== Task material ==

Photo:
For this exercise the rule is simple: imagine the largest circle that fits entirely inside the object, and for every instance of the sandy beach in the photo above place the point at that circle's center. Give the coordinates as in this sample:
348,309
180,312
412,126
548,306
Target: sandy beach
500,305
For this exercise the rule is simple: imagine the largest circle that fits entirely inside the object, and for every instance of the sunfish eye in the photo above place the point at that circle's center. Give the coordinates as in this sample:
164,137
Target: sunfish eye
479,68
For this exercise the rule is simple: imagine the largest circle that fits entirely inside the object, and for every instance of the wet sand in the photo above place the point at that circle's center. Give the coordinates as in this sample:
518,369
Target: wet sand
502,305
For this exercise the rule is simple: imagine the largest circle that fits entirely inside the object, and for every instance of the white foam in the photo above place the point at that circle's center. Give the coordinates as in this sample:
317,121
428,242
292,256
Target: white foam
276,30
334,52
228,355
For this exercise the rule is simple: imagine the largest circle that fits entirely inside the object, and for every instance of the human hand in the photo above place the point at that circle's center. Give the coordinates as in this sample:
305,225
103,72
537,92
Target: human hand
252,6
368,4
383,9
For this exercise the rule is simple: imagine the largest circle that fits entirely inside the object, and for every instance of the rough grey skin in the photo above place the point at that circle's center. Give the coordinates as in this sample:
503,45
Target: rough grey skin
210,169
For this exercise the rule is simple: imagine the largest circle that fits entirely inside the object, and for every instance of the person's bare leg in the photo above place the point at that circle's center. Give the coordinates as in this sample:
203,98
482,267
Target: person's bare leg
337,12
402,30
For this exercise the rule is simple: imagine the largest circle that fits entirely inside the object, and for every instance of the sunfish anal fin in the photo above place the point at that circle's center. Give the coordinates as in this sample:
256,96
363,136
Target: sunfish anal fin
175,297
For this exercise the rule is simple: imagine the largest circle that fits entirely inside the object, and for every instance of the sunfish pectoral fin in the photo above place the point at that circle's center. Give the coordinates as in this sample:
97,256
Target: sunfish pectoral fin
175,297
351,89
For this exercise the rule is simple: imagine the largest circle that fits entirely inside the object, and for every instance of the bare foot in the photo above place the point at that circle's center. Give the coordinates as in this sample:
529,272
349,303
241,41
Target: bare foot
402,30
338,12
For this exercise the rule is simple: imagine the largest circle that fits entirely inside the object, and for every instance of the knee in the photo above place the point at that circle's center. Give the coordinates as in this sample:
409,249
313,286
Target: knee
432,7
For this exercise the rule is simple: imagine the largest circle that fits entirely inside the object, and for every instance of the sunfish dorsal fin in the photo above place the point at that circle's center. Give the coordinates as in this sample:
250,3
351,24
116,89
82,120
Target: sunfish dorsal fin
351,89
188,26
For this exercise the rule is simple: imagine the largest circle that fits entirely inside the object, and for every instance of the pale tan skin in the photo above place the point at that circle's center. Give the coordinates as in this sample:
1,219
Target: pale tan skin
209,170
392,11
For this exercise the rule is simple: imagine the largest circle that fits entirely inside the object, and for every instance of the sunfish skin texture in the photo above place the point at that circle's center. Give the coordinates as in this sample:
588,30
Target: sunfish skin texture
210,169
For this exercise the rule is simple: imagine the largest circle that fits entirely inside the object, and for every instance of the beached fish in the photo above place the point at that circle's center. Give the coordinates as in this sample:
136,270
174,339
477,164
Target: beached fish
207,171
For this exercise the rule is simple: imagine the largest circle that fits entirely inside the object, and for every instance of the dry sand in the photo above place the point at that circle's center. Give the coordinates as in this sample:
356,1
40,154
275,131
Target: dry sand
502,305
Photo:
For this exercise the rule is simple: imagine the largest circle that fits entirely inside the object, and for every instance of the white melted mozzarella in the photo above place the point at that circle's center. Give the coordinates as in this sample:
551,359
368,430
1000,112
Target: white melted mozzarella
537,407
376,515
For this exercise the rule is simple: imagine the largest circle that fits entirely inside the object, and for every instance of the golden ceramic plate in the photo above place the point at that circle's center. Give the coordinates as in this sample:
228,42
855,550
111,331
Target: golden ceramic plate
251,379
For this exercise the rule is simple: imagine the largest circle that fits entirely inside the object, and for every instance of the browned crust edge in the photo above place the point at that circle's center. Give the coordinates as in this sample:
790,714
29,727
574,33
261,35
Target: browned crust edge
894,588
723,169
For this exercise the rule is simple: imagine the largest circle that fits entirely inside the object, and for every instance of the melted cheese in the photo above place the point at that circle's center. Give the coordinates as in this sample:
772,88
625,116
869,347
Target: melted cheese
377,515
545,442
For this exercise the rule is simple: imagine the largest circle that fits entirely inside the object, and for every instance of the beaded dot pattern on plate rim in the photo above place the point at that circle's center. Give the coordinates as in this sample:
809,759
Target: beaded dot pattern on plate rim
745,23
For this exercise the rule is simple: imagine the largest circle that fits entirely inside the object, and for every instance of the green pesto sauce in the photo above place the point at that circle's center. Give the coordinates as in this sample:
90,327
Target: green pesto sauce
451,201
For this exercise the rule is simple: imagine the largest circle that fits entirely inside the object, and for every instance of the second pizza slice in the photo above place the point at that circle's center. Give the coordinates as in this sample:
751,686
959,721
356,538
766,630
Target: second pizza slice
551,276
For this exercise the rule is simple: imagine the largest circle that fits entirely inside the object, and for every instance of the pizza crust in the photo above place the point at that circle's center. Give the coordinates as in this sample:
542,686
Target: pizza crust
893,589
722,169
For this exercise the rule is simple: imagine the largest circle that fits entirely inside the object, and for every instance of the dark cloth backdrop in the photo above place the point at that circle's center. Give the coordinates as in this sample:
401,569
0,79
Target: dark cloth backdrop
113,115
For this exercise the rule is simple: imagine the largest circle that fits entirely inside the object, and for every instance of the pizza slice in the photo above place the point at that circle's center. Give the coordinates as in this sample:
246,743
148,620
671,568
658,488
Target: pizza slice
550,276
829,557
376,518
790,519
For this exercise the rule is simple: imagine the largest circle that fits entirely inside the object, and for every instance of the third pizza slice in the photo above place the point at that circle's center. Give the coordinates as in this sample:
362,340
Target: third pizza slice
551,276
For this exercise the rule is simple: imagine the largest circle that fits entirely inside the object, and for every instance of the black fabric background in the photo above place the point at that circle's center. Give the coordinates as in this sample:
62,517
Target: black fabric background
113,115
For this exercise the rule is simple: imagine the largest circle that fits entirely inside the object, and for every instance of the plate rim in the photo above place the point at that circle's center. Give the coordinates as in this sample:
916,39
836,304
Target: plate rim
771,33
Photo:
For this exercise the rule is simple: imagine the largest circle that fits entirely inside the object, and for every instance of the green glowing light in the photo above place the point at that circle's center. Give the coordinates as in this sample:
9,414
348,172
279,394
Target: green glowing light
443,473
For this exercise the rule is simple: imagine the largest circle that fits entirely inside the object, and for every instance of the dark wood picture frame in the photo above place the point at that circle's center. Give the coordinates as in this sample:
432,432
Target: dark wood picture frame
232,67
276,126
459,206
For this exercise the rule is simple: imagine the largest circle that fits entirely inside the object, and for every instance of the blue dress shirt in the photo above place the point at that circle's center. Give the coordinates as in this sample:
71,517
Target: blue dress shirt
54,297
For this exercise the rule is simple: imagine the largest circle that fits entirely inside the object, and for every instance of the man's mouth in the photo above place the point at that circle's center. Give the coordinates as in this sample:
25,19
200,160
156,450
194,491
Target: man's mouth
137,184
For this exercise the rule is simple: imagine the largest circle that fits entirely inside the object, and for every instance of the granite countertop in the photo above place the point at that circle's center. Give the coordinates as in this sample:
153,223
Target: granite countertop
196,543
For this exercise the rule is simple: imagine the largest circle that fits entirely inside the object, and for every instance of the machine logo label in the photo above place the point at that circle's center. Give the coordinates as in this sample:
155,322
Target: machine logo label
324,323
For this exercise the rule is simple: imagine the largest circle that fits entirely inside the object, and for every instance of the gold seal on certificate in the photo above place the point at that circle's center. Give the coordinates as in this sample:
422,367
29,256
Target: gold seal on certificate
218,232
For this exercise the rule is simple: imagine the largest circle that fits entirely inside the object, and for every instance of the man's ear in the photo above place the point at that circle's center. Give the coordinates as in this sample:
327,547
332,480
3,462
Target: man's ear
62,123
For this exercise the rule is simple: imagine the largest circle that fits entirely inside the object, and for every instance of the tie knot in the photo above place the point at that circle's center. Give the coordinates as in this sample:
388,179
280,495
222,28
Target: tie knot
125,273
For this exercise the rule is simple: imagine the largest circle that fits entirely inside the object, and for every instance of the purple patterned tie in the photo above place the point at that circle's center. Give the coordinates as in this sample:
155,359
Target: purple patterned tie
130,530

===

▶ _Prompt_: Return exactly, and only, the line containing "the tie knot" and every line after it through the end of the material.

▶ _Written solution_:
For this exercise the rule is simple: imagine the largest circle that fits entirely inside the object, and for every instance of the tie knot in the photo above place the point at that circle's center. Give the coordinates as in this sample:
388,179
280,495
222,28
Target: tie knot
125,273
For this exercise the rule is simple: imagine the largest circle that fits entirely inside the object, and for every instance of the purple patterned tie in the photo above place the point at that circle's center. Give the coordinates as in this sample:
155,359
Target: purple patterned tie
130,530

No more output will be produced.